## TRY IT
Your copy should match the entries exactly, with the pictures left out.

Excerpts from a dataset
╔══
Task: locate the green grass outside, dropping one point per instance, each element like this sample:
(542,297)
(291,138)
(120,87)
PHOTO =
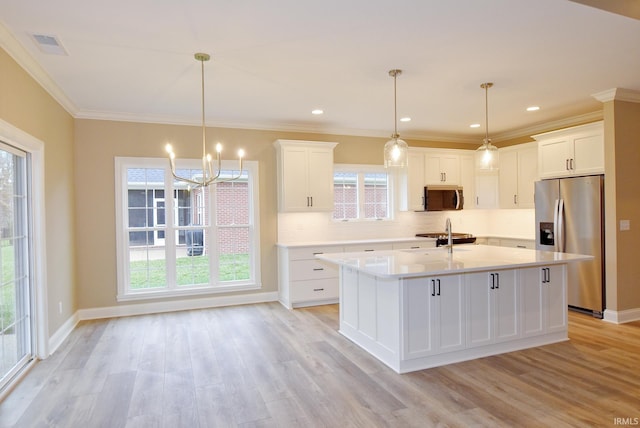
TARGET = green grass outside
(7,289)
(189,271)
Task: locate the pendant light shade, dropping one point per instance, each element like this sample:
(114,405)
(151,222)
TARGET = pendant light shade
(395,150)
(487,156)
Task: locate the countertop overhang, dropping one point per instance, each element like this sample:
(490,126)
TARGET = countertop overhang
(438,261)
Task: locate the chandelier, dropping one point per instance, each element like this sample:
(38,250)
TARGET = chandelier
(210,174)
(487,153)
(395,150)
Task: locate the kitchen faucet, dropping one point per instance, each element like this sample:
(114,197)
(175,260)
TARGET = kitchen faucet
(449,236)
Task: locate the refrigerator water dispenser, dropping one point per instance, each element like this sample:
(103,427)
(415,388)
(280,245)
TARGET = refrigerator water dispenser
(546,233)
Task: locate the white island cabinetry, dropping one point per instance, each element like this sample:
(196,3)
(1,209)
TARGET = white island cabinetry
╚══
## ANSWER TO THIS PROBLEM
Task: locate the green grass outside, dropping one point per instance, each element like this sample:
(542,297)
(291,138)
(120,87)
PHOTO =
TARGET = green grass outside
(7,289)
(189,271)
Task: locate the pendant light shade, dropping one point per instance, each element like this sample:
(114,405)
(151,222)
TARGET = pendant light shade
(395,150)
(487,156)
Task: locate the countertop overhang, dropping one point per instance, each element like this sample:
(490,126)
TARGET = countertop overhang
(438,261)
Task: locate the chandelier, dropping one point per instance, each element like this sample:
(38,250)
TARGET = chandelier
(210,174)
(487,153)
(395,150)
Task: locate the kitchen faucet, dropping one point per instance, each element like this sample:
(114,197)
(175,260)
TARGET = kitchen faucet
(449,236)
Task: locate the refrigerator water dispenser, dropping one point per instance, each element like this sample:
(103,427)
(415,388)
(280,245)
TARGET = refrigerator water dispenser
(546,233)
Task: locate the white island cabinetry, dropping one point per instance, each element like this sample:
(196,3)
(1,209)
TARGET = white island cabinetry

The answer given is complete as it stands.